== Provided data ==
*****

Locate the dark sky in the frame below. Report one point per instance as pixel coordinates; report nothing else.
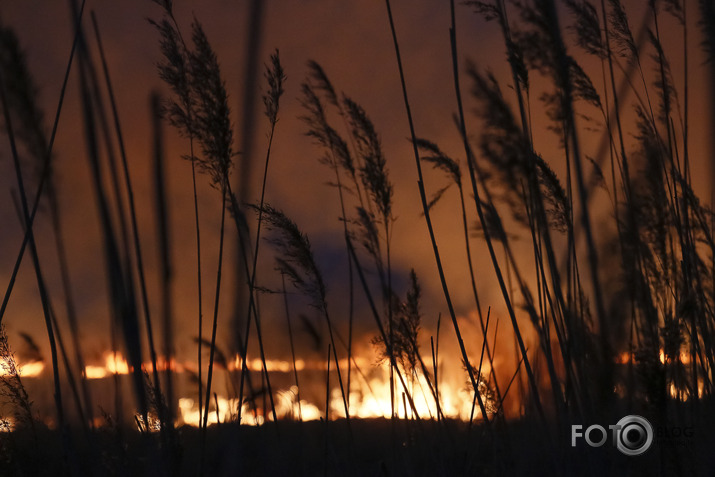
(351, 40)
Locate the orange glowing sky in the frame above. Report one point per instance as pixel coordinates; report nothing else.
(351, 40)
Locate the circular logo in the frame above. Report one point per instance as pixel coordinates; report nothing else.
(634, 435)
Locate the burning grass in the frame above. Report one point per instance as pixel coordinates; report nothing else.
(600, 311)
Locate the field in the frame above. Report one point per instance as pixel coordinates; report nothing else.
(366, 238)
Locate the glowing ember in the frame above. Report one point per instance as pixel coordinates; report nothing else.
(25, 370)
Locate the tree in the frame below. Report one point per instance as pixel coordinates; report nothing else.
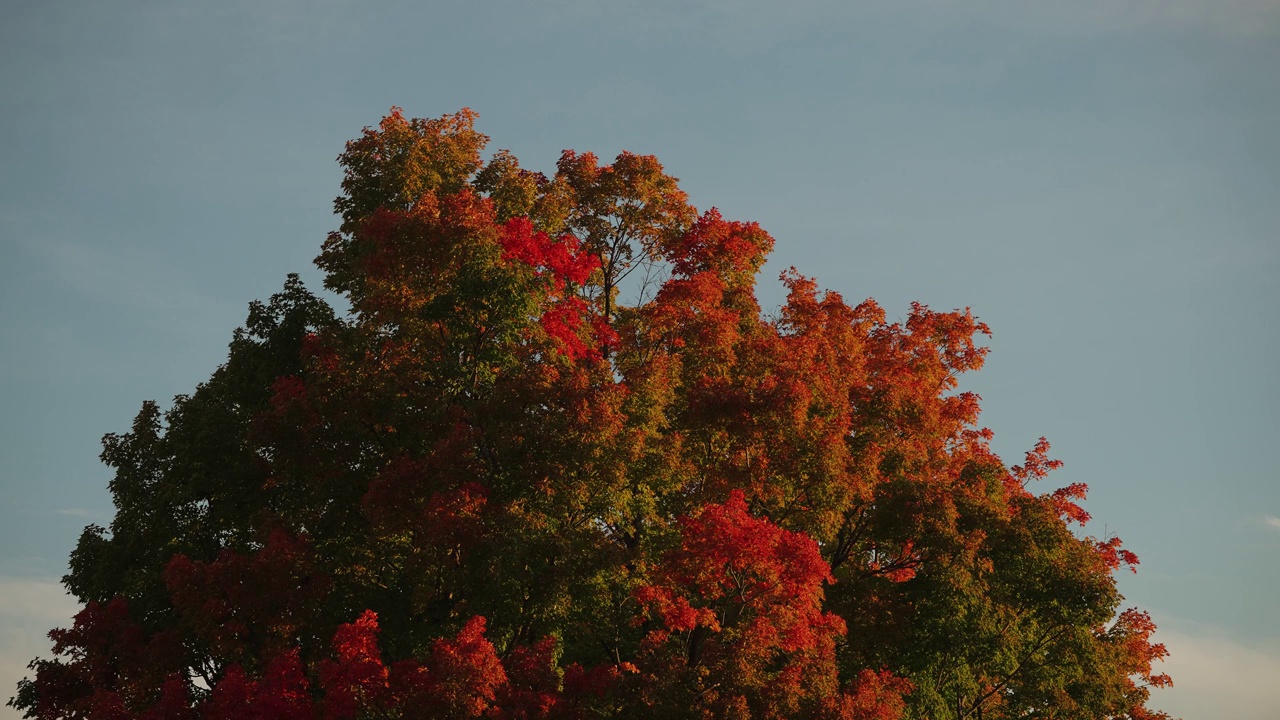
(501, 487)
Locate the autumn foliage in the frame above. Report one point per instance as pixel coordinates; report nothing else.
(556, 463)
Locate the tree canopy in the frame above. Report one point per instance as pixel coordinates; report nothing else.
(557, 463)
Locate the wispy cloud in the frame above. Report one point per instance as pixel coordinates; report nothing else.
(28, 609)
(1215, 677)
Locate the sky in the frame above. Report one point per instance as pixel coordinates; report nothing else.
(1097, 180)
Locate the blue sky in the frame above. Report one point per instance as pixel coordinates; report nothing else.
(1098, 180)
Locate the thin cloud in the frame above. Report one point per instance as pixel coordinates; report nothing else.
(28, 609)
(1215, 677)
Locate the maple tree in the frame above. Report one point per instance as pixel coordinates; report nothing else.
(499, 487)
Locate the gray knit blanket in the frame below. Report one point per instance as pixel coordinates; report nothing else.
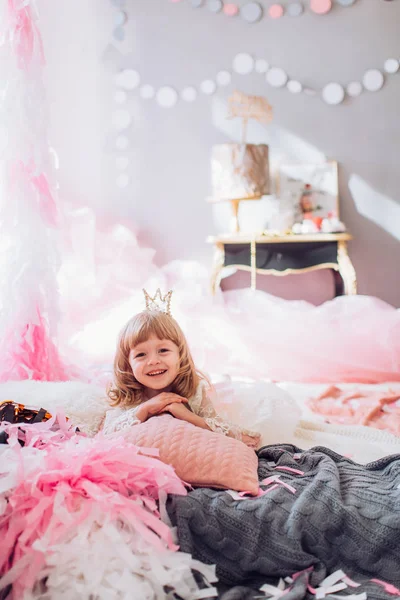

*****

== Goal of the exercise ==
Write out all the entries above again word for word, omitting the pictures.

== Task answer ==
Locate the dark sky in the frame below. Report one point per instance as pixel coordinates; report nothing else.
(351, 40)
Locate the orange glowing sky in the frame above. Report one point per instance as pixel coordinates; report nothing else.
(351, 40)
Locate the circular logo in the frame above. Report one point per instance as pixel coordinates; report nothing else.
(634, 435)
Locate the burning grass in the frame above. Report one point per instance as pixel coordinates; report nothing else.
(600, 311)
Locate the field in the frame above. Report one point per instance as pixel coordinates; report nothing else.
(366, 238)
Locate the glowing ember in the frame above. Report one point per instance as pixel coordinates; report nothing else.
(25, 370)
Locate the tree in the frame below. Report one point per instance as pixel coordinates; report nothing else.
(501, 487)
Locate the autumn foliage in the frame above. Report one point per instance as pixel coordinates; report nothing else.
(556, 463)
Locate the tree canopy in the frame above. Report one point per instance as pixel coordinates; report nothing else.
(557, 463)
Locate the wispy cloud in the frame above. Report one point per instance as pixel coordinates; report nothing else.
(28, 609)
(1215, 677)
Locate the sky in the frame above. Report one point per instance as pixel coordinates; report nothing else.
(1097, 180)
Locate the blue sky in the frame above. Report one point per instance as pixel coordinates; report nothing else.
(1098, 180)
Locate the thin cloud in the frame above. Report one point per instance as pixel coordinates; report nothing else.
(28, 609)
(1215, 677)
Locate the maple tree in the frame above. Report one point per instance as pixel coordinates; report nothing else.
(499, 487)
Locate the gray knit blanket in the frame below. Report one point per instance as pixel coordinates; report nothing else.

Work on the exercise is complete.